Brontekst:
..............................

Daarna valt ook de Preussenstellung in onze handen. In Poelkapelle komen we bij een Duitse hulppost waar een vijandelijke geneesheer zijn gewonden aan het verzorgen is. Wij laten hem verder werken en met enkele van onze brancardiers verzorgt hij ook onze gewonden. Tegen de middag bereiken we de Bayernstellung en onze buit wordt groter bij elke stap zonder dat we zelf buitengewone verliezen lijden. Nu komen we in de vlakte voor de hoogte van Passchendaele en rusten een uurtje uit. Het artillerievuur is stilgevallen want de mannen verplaatsen onze kanonnen omdat onze sprong vooruit te groot is geweest en ze nu niet ver genoeg meer reiken. Het duurt lang voordat ze klaar zijn en we krijgen bevel de hoogte te bestromen zonder artillerievoorbereiding.

..............................

Gegevensgedeelte:
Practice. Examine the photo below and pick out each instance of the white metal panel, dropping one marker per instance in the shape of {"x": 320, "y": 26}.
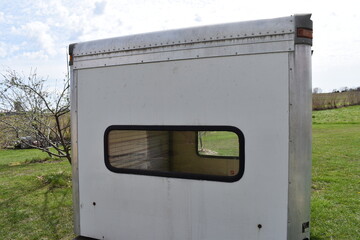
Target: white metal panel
{"x": 300, "y": 142}
{"x": 248, "y": 92}
{"x": 189, "y": 36}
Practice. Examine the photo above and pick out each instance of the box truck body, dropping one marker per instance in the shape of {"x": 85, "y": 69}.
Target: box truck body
{"x": 198, "y": 133}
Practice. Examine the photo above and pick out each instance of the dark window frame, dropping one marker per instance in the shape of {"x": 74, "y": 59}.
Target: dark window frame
{"x": 181, "y": 175}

..............................

Doel van opdracht:
Schrijf het stuk van "Daarna valt ook" tot en met "bestromen zonder artillerievoorbereiding." letterlijk over uit de brontekst over de opmars naar Passchendaele.

Uitgewerkt antwoord:
Daarna valt ook de Preussenstellung in onze handen. In Poelkapelle komen we bij een Duitse hulppost waar een vijandelijke geneesheer zijn gewonden aan het verzorgen is. Wij laten hem verder werken en met enkele van onze brancardiers verzorgt hij ook onze gewonden. Tegen de middag bereiken we de Bayernstellung en onze buit wordt groter bij elke stap zonder dat we zelf buitengewone verliezen lijden. Nu komen we in de vlakte voor de hoogte van Passchendaele en rusten een uurtje uit. Het artillerievuur is stilgevallen want de mannen verplaatsen onze kanonnen omdat onze sprong vooruit te groot is geweest en ze nu niet ver genoeg meer reiken. Het duurt lang voordat ze klaar zijn en we krijgen bevel de hoogte te bestromen zonder artillerievoorbereiding.